Tag Archives: big data

Performance indicators and routine data on child protection services

The parts of social services that do child protection in England get inspected by Ofsted on behalf of the Department for Education (DfE). The process is analogous to the Care Quality Commission inspections of healthcare and adult social care providers, and they both give out ratings of ‘Inadequate’, ‘Requires Improvement’, ‘Good’ or ‘Outstanding’. In the health setting, there’s many years’ experience of quantitative quality (or performance) indicators, often through a local process called clinical audit and sometimes nationally. I’ve been involved with clinical audit for many years. One general trend over that time has been away from de novo data collection and towards recycling routinely collected data. Especially in the era of big data, lots of organisations are very excited about Leveraging Big Data Analytics to discover who’s outstanding, who sucks, and how to save lives all over the place. Now, it may not be that simple, but there is definitely merit in using existing data.

This trend is just appearing on the horizon for social care though, because records are less organised and electronic, and because there just hasn’t been that culture of profession-led audit. Into this scene came my colleagues Rick Hood (complex systems thinker) and Ray Jones (now retired professor and general Colossus of UK social care). They wanted to investigate recently open-sourced data on child protection services and asked if I would be interested to join in. I was – and I wanted to consider this question: could routine data replace Ofsted inspections? I suspected not! But I also suspected that question would soon be asked on the cash-strapped corridors of the DfE, and I wanted to head it off with some facts and some proper analysis.

We hired master data wrangler Allie Goldacre, who combed through, tested and verified and combined together the various sources:

  • Children in Need census, and its predecessor the Child Protection and Referrals returns
  • Children and Family Court Advisory and Support Service records of care proceedings
  • DfE’s Children’s Social Work Workforce statistics
  • SSDA903 records of looked-after children
  • Spending statements from local authorities
  • Local authority statistics on child population, deprivation and urban/rural locations.

Just because the data were ‘open’ didn’t mean they were useable. Each set had its own quirks and each local authority had its own problems and definitions in some cases. The data wrangling was painstaking and painful! As it’s all in the public domain, I’m going to add the data and code to my website here, very soon.

Then, we wrote this paper investigating the system and this paper trying to predict ‘Inadequate’ ratings. The second of these took all the predictors in 2012 (the most complete year for data) and tried to predict Inadequates in 2012 or 2013. We used the marvellous glmnet package in R and got down to three predictors:

  • Initial assessments within the target of 10 days
  • Re-referrals to the service
  • The use of agency workers

Together they get 68% of teams right, and that could not be improved on. We concluded that 68% was not good enough to replace inspection, and called it a day.

▬▬▬

- COMPLETE THE FOLLOWING
1) Output the passage from the post on child protection performance indicators between "Together they get" and "called it a day.", inclusive, with the wording unchanged.
2) In the post on child protection performance indicators, which R package was used to reduce the predictors to three?

▬▬▬

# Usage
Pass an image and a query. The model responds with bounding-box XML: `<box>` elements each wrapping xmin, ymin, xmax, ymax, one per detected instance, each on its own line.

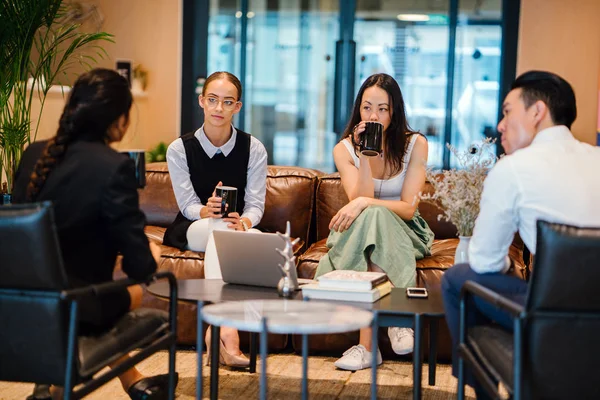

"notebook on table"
<box><xmin>213</xmin><ymin>230</ymin><xmax>314</xmax><ymax>288</ymax></box>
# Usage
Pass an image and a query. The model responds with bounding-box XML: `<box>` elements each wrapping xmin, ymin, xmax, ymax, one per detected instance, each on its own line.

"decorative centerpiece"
<box><xmin>275</xmin><ymin>221</ymin><xmax>300</xmax><ymax>297</ymax></box>
<box><xmin>421</xmin><ymin>138</ymin><xmax>497</xmax><ymax>264</ymax></box>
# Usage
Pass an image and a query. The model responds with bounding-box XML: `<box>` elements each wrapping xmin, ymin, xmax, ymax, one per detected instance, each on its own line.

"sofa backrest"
<box><xmin>139</xmin><ymin>162</ymin><xmax>322</xmax><ymax>249</ymax></box>
<box><xmin>258</xmin><ymin>165</ymin><xmax>323</xmax><ymax>251</ymax></box>
<box><xmin>139</xmin><ymin>162</ymin><xmax>179</xmax><ymax>228</ymax></box>
<box><xmin>315</xmin><ymin>172</ymin><xmax>456</xmax><ymax>241</ymax></box>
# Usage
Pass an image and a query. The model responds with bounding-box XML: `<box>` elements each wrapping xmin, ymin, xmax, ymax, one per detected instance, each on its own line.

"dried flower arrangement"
<box><xmin>421</xmin><ymin>138</ymin><xmax>497</xmax><ymax>236</ymax></box>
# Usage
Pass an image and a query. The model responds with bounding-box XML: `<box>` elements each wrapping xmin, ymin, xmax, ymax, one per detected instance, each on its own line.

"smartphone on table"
<box><xmin>406</xmin><ymin>288</ymin><xmax>428</xmax><ymax>299</ymax></box>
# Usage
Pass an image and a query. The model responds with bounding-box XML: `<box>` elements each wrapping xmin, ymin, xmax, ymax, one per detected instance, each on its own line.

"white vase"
<box><xmin>454</xmin><ymin>236</ymin><xmax>471</xmax><ymax>264</ymax></box>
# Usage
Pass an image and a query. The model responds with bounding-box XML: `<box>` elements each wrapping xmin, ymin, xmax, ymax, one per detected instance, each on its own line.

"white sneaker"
<box><xmin>388</xmin><ymin>328</ymin><xmax>415</xmax><ymax>355</ymax></box>
<box><xmin>333</xmin><ymin>344</ymin><xmax>383</xmax><ymax>371</ymax></box>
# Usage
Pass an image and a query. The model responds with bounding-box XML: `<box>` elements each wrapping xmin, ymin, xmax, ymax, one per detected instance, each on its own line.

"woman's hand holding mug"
<box><xmin>223</xmin><ymin>213</ymin><xmax>246</xmax><ymax>231</ymax></box>
<box><xmin>200</xmin><ymin>181</ymin><xmax>223</xmax><ymax>218</ymax></box>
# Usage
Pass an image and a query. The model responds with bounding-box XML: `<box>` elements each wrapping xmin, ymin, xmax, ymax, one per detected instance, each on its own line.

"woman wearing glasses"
<box><xmin>164</xmin><ymin>72</ymin><xmax>267</xmax><ymax>367</ymax></box>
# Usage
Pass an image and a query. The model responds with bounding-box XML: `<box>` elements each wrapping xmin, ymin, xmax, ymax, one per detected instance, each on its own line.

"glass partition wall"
<box><xmin>195</xmin><ymin>0</ymin><xmax>518</xmax><ymax>172</ymax></box>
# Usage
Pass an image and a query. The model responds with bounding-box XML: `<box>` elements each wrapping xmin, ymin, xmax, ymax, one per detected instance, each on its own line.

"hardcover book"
<box><xmin>302</xmin><ymin>281</ymin><xmax>392</xmax><ymax>303</ymax></box>
<box><xmin>317</xmin><ymin>270</ymin><xmax>388</xmax><ymax>290</ymax></box>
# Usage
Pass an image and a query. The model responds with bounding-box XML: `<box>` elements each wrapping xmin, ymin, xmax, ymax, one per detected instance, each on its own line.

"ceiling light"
<box><xmin>396</xmin><ymin>14</ymin><xmax>429</xmax><ymax>22</ymax></box>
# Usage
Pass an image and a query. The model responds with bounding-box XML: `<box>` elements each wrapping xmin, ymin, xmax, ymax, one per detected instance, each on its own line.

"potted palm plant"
<box><xmin>0</xmin><ymin>0</ymin><xmax>112</xmax><ymax>197</ymax></box>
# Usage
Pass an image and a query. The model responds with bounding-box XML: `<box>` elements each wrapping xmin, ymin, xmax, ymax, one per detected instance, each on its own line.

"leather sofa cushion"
<box><xmin>316</xmin><ymin>172</ymin><xmax>457</xmax><ymax>240</ymax></box>
<box><xmin>138</xmin><ymin>162</ymin><xmax>179</xmax><ymax>228</ymax></box>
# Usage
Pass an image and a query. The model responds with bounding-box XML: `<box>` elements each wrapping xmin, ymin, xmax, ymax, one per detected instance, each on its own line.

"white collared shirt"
<box><xmin>167</xmin><ymin>125</ymin><xmax>267</xmax><ymax>226</ymax></box>
<box><xmin>469</xmin><ymin>125</ymin><xmax>600</xmax><ymax>273</ymax></box>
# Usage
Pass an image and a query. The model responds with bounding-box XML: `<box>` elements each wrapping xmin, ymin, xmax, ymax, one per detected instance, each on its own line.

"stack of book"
<box><xmin>302</xmin><ymin>270</ymin><xmax>392</xmax><ymax>303</ymax></box>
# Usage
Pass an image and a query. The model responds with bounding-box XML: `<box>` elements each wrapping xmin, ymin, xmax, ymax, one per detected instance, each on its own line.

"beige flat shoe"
<box><xmin>204</xmin><ymin>327</ymin><xmax>250</xmax><ymax>368</ymax></box>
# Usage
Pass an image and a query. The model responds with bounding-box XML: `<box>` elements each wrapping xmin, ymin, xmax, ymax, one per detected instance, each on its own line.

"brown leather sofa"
<box><xmin>123</xmin><ymin>163</ymin><xmax>523</xmax><ymax>359</ymax></box>
<box><xmin>293</xmin><ymin>173</ymin><xmax>524</xmax><ymax>360</ymax></box>
<box><xmin>132</xmin><ymin>162</ymin><xmax>323</xmax><ymax>350</ymax></box>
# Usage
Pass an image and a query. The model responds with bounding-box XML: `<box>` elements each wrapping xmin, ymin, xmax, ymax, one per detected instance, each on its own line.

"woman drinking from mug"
<box><xmin>316</xmin><ymin>74</ymin><xmax>433</xmax><ymax>370</ymax></box>
<box><xmin>164</xmin><ymin>72</ymin><xmax>267</xmax><ymax>367</ymax></box>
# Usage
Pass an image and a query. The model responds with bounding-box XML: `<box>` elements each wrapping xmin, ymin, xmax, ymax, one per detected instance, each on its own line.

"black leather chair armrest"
<box><xmin>61</xmin><ymin>271</ymin><xmax>177</xmax><ymax>300</ymax></box>
<box><xmin>460</xmin><ymin>281</ymin><xmax>525</xmax><ymax>317</ymax></box>
<box><xmin>61</xmin><ymin>271</ymin><xmax>177</xmax><ymax>332</ymax></box>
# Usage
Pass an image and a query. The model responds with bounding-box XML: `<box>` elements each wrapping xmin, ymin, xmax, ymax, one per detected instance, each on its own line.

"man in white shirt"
<box><xmin>442</xmin><ymin>71</ymin><xmax>600</xmax><ymax>398</ymax></box>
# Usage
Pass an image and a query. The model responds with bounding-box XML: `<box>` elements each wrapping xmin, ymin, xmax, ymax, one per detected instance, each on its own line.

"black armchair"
<box><xmin>0</xmin><ymin>202</ymin><xmax>177</xmax><ymax>399</ymax></box>
<box><xmin>458</xmin><ymin>221</ymin><xmax>600</xmax><ymax>400</ymax></box>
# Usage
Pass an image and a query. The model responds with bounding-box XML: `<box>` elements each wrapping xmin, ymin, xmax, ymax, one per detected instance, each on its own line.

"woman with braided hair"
<box><xmin>13</xmin><ymin>69</ymin><xmax>175</xmax><ymax>399</ymax></box>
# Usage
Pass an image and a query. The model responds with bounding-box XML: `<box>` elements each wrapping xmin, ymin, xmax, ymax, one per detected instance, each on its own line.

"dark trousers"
<box><xmin>442</xmin><ymin>264</ymin><xmax>527</xmax><ymax>399</ymax></box>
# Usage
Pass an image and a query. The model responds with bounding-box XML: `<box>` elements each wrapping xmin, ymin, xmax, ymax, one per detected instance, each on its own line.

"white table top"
<box><xmin>202</xmin><ymin>299</ymin><xmax>373</xmax><ymax>334</ymax></box>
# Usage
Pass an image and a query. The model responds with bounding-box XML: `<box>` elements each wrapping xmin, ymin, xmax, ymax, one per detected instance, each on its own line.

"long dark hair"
<box><xmin>27</xmin><ymin>68</ymin><xmax>133</xmax><ymax>201</ymax></box>
<box><xmin>342</xmin><ymin>74</ymin><xmax>418</xmax><ymax>176</ymax></box>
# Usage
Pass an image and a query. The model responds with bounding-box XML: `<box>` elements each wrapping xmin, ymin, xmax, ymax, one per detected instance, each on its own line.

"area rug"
<box><xmin>0</xmin><ymin>350</ymin><xmax>474</xmax><ymax>400</ymax></box>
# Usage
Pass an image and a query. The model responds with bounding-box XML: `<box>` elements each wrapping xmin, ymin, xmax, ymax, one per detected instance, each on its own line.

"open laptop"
<box><xmin>213</xmin><ymin>230</ymin><xmax>313</xmax><ymax>287</ymax></box>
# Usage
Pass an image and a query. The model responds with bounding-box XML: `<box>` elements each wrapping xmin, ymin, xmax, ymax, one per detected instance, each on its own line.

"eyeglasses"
<box><xmin>204</xmin><ymin>97</ymin><xmax>239</xmax><ymax>111</ymax></box>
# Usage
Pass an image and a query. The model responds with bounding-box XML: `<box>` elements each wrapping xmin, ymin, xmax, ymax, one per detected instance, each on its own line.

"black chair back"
<box><xmin>0</xmin><ymin>202</ymin><xmax>69</xmax><ymax>383</ymax></box>
<box><xmin>523</xmin><ymin>221</ymin><xmax>600</xmax><ymax>399</ymax></box>
<box><xmin>0</xmin><ymin>202</ymin><xmax>67</xmax><ymax>290</ymax></box>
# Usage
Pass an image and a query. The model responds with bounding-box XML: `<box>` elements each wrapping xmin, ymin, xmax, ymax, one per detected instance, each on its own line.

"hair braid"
<box><xmin>27</xmin><ymin>68</ymin><xmax>133</xmax><ymax>201</ymax></box>
<box><xmin>27</xmin><ymin>108</ymin><xmax>72</xmax><ymax>201</ymax></box>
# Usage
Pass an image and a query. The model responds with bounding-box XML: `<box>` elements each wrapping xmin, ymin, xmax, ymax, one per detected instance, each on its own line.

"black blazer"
<box><xmin>13</xmin><ymin>141</ymin><xmax>156</xmax><ymax>287</ymax></box>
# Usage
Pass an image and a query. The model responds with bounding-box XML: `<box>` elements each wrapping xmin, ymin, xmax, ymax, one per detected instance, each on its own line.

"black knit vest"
<box><xmin>163</xmin><ymin>129</ymin><xmax>251</xmax><ymax>250</ymax></box>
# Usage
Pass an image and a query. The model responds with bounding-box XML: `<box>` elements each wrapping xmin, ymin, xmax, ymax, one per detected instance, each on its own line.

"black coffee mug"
<box><xmin>216</xmin><ymin>186</ymin><xmax>237</xmax><ymax>217</ymax></box>
<box><xmin>352</xmin><ymin>121</ymin><xmax>383</xmax><ymax>157</ymax></box>
<box><xmin>119</xmin><ymin>150</ymin><xmax>146</xmax><ymax>189</ymax></box>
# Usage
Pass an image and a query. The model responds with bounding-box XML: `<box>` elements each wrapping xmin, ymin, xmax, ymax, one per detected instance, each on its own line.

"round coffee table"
<box><xmin>198</xmin><ymin>299</ymin><xmax>373</xmax><ymax>399</ymax></box>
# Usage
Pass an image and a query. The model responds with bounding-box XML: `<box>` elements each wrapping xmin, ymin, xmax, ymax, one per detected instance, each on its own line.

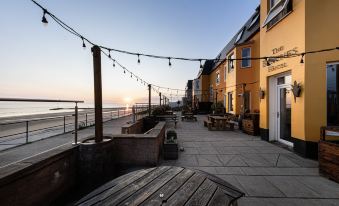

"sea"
<box><xmin>0</xmin><ymin>102</ymin><xmax>126</xmax><ymax>118</ymax></box>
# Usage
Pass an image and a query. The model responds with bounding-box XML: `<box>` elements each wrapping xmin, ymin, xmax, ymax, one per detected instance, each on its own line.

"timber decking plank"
<box><xmin>208</xmin><ymin>188</ymin><xmax>231</xmax><ymax>206</ymax></box>
<box><xmin>166</xmin><ymin>173</ymin><xmax>206</xmax><ymax>206</ymax></box>
<box><xmin>75</xmin><ymin>168</ymin><xmax>155</xmax><ymax>206</ymax></box>
<box><xmin>98</xmin><ymin>166</ymin><xmax>171</xmax><ymax>205</ymax></box>
<box><xmin>141</xmin><ymin>169</ymin><xmax>194</xmax><ymax>206</ymax></box>
<box><xmin>119</xmin><ymin>167</ymin><xmax>183</xmax><ymax>205</ymax></box>
<box><xmin>185</xmin><ymin>179</ymin><xmax>218</xmax><ymax>206</ymax></box>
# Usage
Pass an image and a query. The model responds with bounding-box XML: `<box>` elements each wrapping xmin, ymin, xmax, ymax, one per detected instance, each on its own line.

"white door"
<box><xmin>276</xmin><ymin>77</ymin><xmax>293</xmax><ymax>147</ymax></box>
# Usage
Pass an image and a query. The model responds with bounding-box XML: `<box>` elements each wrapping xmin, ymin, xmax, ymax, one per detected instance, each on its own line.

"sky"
<box><xmin>0</xmin><ymin>0</ymin><xmax>259</xmax><ymax>104</ymax></box>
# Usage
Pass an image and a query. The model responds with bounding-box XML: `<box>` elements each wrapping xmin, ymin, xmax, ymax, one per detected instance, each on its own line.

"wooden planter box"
<box><xmin>242</xmin><ymin>114</ymin><xmax>260</xmax><ymax>136</ymax></box>
<box><xmin>163</xmin><ymin>129</ymin><xmax>178</xmax><ymax>160</ymax></box>
<box><xmin>318</xmin><ymin>140</ymin><xmax>339</xmax><ymax>183</ymax></box>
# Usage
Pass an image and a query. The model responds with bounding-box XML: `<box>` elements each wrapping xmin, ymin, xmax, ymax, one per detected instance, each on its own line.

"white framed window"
<box><xmin>227</xmin><ymin>92</ymin><xmax>233</xmax><ymax>112</ymax></box>
<box><xmin>215</xmin><ymin>72</ymin><xmax>220</xmax><ymax>84</ymax></box>
<box><xmin>227</xmin><ymin>53</ymin><xmax>235</xmax><ymax>73</ymax></box>
<box><xmin>241</xmin><ymin>47</ymin><xmax>251</xmax><ymax>68</ymax></box>
<box><xmin>262</xmin><ymin>0</ymin><xmax>293</xmax><ymax>29</ymax></box>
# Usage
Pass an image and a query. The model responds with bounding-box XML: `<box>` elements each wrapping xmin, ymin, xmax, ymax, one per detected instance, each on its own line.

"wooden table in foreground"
<box><xmin>76</xmin><ymin>166</ymin><xmax>244</xmax><ymax>206</ymax></box>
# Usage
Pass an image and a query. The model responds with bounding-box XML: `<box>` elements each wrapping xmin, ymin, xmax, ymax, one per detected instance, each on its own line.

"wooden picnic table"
<box><xmin>155</xmin><ymin>113</ymin><xmax>178</xmax><ymax>127</ymax></box>
<box><xmin>75</xmin><ymin>166</ymin><xmax>244</xmax><ymax>206</ymax></box>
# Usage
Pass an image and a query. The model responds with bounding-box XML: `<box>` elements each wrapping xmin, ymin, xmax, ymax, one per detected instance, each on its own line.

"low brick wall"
<box><xmin>113</xmin><ymin>122</ymin><xmax>165</xmax><ymax>166</ymax></box>
<box><xmin>121</xmin><ymin>119</ymin><xmax>144</xmax><ymax>134</ymax></box>
<box><xmin>0</xmin><ymin>146</ymin><xmax>78</xmax><ymax>205</ymax></box>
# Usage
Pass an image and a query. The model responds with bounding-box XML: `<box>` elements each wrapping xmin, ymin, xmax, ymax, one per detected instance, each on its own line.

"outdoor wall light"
<box><xmin>291</xmin><ymin>81</ymin><xmax>301</xmax><ymax>102</ymax></box>
<box><xmin>259</xmin><ymin>88</ymin><xmax>265</xmax><ymax>99</ymax></box>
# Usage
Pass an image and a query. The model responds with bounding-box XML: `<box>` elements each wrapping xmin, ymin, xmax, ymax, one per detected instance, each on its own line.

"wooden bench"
<box><xmin>75</xmin><ymin>166</ymin><xmax>244</xmax><ymax>206</ymax></box>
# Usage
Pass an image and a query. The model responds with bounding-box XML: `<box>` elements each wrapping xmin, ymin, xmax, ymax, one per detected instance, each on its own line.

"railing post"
<box><xmin>74</xmin><ymin>103</ymin><xmax>78</xmax><ymax>144</ymax></box>
<box><xmin>64</xmin><ymin>116</ymin><xmax>66</xmax><ymax>133</ymax></box>
<box><xmin>92</xmin><ymin>45</ymin><xmax>103</xmax><ymax>143</ymax></box>
<box><xmin>86</xmin><ymin>113</ymin><xmax>87</xmax><ymax>127</ymax></box>
<box><xmin>26</xmin><ymin>121</ymin><xmax>29</xmax><ymax>143</ymax></box>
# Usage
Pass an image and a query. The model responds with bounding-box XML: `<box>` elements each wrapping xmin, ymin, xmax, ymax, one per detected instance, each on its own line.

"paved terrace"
<box><xmin>162</xmin><ymin>116</ymin><xmax>339</xmax><ymax>206</ymax></box>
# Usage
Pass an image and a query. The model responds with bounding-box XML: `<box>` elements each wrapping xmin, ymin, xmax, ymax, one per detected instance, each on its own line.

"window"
<box><xmin>247</xmin><ymin>12</ymin><xmax>260</xmax><ymax>30</ymax></box>
<box><xmin>215</xmin><ymin>73</ymin><xmax>220</xmax><ymax>84</ymax></box>
<box><xmin>227</xmin><ymin>92</ymin><xmax>233</xmax><ymax>112</ymax></box>
<box><xmin>241</xmin><ymin>48</ymin><xmax>251</xmax><ymax>68</ymax></box>
<box><xmin>327</xmin><ymin>63</ymin><xmax>339</xmax><ymax>126</ymax></box>
<box><xmin>270</xmin><ymin>0</ymin><xmax>282</xmax><ymax>9</ymax></box>
<box><xmin>263</xmin><ymin>0</ymin><xmax>293</xmax><ymax>29</ymax></box>
<box><xmin>227</xmin><ymin>53</ymin><xmax>235</xmax><ymax>72</ymax></box>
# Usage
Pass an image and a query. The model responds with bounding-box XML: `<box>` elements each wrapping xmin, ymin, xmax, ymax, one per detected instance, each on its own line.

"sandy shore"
<box><xmin>0</xmin><ymin>109</ymin><xmax>131</xmax><ymax>144</ymax></box>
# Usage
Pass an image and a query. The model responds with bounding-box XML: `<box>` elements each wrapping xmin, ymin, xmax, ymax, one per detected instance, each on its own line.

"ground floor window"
<box><xmin>227</xmin><ymin>92</ymin><xmax>233</xmax><ymax>112</ymax></box>
<box><xmin>327</xmin><ymin>63</ymin><xmax>339</xmax><ymax>126</ymax></box>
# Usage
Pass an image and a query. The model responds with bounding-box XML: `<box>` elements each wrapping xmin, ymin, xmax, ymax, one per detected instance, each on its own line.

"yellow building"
<box><xmin>224</xmin><ymin>7</ymin><xmax>260</xmax><ymax>115</ymax></box>
<box><xmin>260</xmin><ymin>0</ymin><xmax>339</xmax><ymax>158</ymax></box>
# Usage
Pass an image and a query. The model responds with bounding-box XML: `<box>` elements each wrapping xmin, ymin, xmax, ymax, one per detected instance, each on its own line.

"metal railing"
<box><xmin>0</xmin><ymin>98</ymin><xmax>148</xmax><ymax>149</ymax></box>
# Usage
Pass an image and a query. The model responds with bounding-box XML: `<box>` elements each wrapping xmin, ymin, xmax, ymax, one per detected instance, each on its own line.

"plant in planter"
<box><xmin>164</xmin><ymin>130</ymin><xmax>178</xmax><ymax>160</ymax></box>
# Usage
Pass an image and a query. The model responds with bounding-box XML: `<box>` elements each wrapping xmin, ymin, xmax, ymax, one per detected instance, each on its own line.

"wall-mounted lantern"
<box><xmin>291</xmin><ymin>81</ymin><xmax>301</xmax><ymax>102</ymax></box>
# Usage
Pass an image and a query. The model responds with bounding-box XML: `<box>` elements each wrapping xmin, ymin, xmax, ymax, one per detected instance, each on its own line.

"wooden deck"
<box><xmin>76</xmin><ymin>166</ymin><xmax>244</xmax><ymax>206</ymax></box>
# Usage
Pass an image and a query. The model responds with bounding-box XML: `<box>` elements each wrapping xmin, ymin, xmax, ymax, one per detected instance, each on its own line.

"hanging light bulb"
<box><xmin>300</xmin><ymin>53</ymin><xmax>305</xmax><ymax>64</ymax></box>
<box><xmin>138</xmin><ymin>54</ymin><xmax>140</xmax><ymax>64</ymax></box>
<box><xmin>168</xmin><ymin>57</ymin><xmax>172</xmax><ymax>67</ymax></box>
<box><xmin>266</xmin><ymin>58</ymin><xmax>271</xmax><ymax>66</ymax></box>
<box><xmin>41</xmin><ymin>9</ymin><xmax>48</xmax><ymax>26</ymax></box>
<box><xmin>81</xmin><ymin>37</ymin><xmax>86</xmax><ymax>49</ymax></box>
<box><xmin>231</xmin><ymin>59</ymin><xmax>234</xmax><ymax>69</ymax></box>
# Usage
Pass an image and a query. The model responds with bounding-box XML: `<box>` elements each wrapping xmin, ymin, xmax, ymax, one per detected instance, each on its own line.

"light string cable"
<box><xmin>31</xmin><ymin>0</ymin><xmax>339</xmax><ymax>68</ymax></box>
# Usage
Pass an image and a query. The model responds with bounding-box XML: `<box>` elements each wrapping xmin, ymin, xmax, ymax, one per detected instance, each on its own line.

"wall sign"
<box><xmin>263</xmin><ymin>46</ymin><xmax>298</xmax><ymax>72</ymax></box>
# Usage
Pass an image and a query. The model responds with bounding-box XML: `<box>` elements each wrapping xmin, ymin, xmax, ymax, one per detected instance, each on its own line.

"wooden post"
<box><xmin>159</xmin><ymin>92</ymin><xmax>161</xmax><ymax>106</ymax></box>
<box><xmin>148</xmin><ymin>84</ymin><xmax>152</xmax><ymax>116</ymax></box>
<box><xmin>92</xmin><ymin>45</ymin><xmax>103</xmax><ymax>142</ymax></box>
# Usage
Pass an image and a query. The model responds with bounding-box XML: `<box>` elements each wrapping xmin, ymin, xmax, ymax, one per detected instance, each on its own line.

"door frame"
<box><xmin>268</xmin><ymin>71</ymin><xmax>293</xmax><ymax>147</ymax></box>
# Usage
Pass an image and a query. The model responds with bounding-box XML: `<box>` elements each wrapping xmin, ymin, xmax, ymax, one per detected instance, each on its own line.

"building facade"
<box><xmin>260</xmin><ymin>0</ymin><xmax>339</xmax><ymax>158</ymax></box>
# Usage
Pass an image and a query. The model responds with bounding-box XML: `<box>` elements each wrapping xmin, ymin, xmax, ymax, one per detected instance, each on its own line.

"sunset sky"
<box><xmin>0</xmin><ymin>0</ymin><xmax>259</xmax><ymax>104</ymax></box>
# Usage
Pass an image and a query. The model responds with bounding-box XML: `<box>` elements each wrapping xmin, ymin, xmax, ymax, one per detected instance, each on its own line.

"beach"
<box><xmin>0</xmin><ymin>108</ymin><xmax>131</xmax><ymax>150</ymax></box>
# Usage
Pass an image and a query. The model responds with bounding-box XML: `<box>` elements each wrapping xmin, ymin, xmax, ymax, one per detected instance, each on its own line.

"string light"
<box><xmin>81</xmin><ymin>37</ymin><xmax>86</xmax><ymax>49</ymax></box>
<box><xmin>300</xmin><ymin>53</ymin><xmax>305</xmax><ymax>64</ymax></box>
<box><xmin>168</xmin><ymin>57</ymin><xmax>172</xmax><ymax>67</ymax></box>
<box><xmin>41</xmin><ymin>9</ymin><xmax>48</xmax><ymax>25</ymax></box>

▬▬▬

- ANSWER LIST
1)
Together they get 68% of teams right, and that could not be improved on. We concluded that 68% was not good enough to replace inspection, and called it a day.

2) The glmnet package.